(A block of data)
=-=-=-=-=
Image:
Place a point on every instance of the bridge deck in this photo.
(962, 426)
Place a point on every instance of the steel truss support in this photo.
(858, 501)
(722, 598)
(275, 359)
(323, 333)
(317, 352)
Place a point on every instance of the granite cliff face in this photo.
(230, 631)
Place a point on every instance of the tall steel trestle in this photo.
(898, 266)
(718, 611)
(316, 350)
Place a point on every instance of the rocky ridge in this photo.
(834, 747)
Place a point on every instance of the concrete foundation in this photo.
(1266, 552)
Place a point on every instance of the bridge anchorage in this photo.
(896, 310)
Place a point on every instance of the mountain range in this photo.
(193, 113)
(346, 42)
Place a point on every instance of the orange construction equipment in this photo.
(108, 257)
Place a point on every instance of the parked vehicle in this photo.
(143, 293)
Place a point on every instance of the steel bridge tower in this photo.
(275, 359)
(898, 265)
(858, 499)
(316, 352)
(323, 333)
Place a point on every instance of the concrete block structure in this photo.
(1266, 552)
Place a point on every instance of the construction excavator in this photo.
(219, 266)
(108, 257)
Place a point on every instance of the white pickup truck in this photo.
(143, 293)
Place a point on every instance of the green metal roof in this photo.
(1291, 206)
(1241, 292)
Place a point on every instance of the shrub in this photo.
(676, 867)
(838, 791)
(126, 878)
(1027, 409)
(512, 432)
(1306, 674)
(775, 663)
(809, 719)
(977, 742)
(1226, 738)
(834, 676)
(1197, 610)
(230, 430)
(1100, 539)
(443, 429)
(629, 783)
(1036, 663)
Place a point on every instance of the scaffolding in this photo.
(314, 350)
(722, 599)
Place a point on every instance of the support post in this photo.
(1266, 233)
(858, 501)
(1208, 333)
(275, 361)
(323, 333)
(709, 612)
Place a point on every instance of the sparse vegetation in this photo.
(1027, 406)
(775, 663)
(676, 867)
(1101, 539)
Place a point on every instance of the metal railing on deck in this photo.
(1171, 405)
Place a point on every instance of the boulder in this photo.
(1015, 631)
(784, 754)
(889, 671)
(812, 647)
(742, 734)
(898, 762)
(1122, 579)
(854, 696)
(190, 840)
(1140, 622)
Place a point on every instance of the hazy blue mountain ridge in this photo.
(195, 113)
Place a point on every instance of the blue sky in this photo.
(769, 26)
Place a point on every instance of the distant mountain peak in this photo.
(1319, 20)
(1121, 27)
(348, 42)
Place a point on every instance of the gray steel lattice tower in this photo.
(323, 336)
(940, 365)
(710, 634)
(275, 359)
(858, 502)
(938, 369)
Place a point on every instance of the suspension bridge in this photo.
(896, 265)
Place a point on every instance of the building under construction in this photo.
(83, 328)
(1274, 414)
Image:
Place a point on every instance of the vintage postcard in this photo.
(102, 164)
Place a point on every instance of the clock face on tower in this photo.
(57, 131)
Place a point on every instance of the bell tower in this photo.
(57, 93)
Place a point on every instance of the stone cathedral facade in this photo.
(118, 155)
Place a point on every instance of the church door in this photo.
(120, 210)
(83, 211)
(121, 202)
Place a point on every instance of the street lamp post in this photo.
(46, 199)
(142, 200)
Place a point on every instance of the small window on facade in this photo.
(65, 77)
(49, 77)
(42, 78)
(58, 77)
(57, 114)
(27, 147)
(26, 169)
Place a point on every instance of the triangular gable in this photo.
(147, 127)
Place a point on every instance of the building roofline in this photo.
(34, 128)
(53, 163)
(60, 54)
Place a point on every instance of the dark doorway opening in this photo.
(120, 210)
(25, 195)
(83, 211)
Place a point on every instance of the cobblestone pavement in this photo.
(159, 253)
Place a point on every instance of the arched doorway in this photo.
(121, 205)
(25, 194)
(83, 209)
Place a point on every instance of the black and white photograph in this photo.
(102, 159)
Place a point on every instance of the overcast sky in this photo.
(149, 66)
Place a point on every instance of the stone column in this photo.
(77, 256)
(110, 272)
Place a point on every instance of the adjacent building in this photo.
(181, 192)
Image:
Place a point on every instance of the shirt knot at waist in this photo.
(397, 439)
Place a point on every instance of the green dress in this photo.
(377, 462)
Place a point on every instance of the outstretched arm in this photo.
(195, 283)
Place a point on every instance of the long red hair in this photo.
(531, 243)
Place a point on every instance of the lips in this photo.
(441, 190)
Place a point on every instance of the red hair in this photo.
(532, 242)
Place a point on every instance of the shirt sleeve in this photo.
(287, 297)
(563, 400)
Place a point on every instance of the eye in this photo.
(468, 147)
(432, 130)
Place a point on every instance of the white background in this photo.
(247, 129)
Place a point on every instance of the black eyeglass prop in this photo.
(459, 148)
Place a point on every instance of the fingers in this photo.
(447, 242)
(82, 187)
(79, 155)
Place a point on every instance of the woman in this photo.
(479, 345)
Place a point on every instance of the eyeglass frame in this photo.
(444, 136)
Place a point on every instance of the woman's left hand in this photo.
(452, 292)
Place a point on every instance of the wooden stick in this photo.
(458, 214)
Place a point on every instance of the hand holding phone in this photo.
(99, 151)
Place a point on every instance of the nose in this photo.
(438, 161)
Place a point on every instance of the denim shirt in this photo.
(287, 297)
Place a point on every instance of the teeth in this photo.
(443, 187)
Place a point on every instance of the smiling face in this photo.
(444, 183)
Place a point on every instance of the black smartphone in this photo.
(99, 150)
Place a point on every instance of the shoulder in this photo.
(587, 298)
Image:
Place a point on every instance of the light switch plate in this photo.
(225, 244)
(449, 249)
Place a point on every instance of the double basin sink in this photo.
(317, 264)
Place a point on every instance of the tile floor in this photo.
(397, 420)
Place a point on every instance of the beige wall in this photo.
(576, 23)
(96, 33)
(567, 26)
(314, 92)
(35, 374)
=-=-=-=-=
WHAT IS BEING ASKED | Scale the stretch from the line containing "Place a point on every instance of the support" through the line containing "(1171, 405)" by 0.9, writing out every line again and changing only the answer coordinates. Multiply each coordinate by 0.9 and round it to a whole number, with halves rounded up.

OUTPUT OF THE TASK |
Place a point on every instance of the support post in this photo.
(1139, 210)
(772, 451)
(1087, 300)
(248, 325)
(291, 300)
(638, 551)
Place a point on every instance of the sparse vegetation in this photo.
(924, 365)
(698, 597)
(608, 780)
(991, 485)
Place a point on every instance of the metal railing on deck in this photo.
(1054, 365)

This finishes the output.